#### YOUR OBJECTIVE
Recast the material as a numbered list, starting with the line that contains "[tag] deciduous tree" and continuing through the last line of the material, both included, and leave out any blank lines.

Position identification records:

━━━

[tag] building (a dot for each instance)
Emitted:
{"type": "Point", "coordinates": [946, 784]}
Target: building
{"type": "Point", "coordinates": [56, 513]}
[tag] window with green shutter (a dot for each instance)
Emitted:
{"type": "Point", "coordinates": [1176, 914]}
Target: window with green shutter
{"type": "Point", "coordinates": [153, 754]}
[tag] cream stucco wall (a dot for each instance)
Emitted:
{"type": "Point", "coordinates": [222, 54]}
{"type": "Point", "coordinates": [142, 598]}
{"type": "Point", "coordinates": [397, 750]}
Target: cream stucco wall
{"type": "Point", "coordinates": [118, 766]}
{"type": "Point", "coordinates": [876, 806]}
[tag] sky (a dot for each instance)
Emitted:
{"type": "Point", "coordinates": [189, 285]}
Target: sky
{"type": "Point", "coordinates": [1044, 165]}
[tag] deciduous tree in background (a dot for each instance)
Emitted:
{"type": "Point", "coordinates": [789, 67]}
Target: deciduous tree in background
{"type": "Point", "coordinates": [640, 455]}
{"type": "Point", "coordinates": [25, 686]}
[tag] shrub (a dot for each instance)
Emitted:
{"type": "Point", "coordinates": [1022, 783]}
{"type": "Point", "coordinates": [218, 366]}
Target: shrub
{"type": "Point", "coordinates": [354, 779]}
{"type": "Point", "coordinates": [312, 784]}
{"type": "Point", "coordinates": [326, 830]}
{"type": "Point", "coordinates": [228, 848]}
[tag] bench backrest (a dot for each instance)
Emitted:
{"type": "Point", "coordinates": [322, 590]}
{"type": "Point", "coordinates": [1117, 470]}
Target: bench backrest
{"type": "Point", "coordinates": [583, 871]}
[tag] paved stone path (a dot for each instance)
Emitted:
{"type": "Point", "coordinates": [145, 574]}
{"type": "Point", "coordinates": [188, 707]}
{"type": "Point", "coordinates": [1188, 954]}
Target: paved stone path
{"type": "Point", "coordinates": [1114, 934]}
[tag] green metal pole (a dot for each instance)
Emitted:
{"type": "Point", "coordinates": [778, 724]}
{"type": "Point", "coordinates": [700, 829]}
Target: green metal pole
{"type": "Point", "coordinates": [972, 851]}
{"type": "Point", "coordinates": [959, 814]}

━━━

#### TASK RESULT
1. [tag] deciduous tree in background (a dot for each instance)
2. Emitted:
3. {"type": "Point", "coordinates": [789, 67]}
4. Target: deciduous tree in background
5. {"type": "Point", "coordinates": [640, 455]}
6. {"type": "Point", "coordinates": [25, 686]}
7. [tag] shrub (a dot for each instance)
8. Emitted:
9. {"type": "Point", "coordinates": [1022, 783]}
10. {"type": "Point", "coordinates": [218, 366]}
11. Target: shrub
12. {"type": "Point", "coordinates": [354, 779]}
13. {"type": "Point", "coordinates": [312, 784]}
14. {"type": "Point", "coordinates": [326, 830]}
15. {"type": "Point", "coordinates": [228, 848]}
16. [tag] bench backrest (a dot for each instance)
17. Emitted:
18. {"type": "Point", "coordinates": [322, 590]}
19. {"type": "Point", "coordinates": [1117, 470]}
20. Target: bench backrest
21. {"type": "Point", "coordinates": [583, 871]}
22. [tag] paved stone path (a dot for each instance)
23. Emitted:
24. {"type": "Point", "coordinates": [145, 574]}
25. {"type": "Point", "coordinates": [188, 707]}
26. {"type": "Point", "coordinates": [1188, 954]}
27. Target: paved stone path
28. {"type": "Point", "coordinates": [1114, 934]}
29. [tag] green metal pole (a dot for each instance)
30. Emitted:
31. {"type": "Point", "coordinates": [778, 724]}
32. {"type": "Point", "coordinates": [700, 829]}
33. Target: green metal pole
34. {"type": "Point", "coordinates": [972, 851]}
35. {"type": "Point", "coordinates": [959, 814]}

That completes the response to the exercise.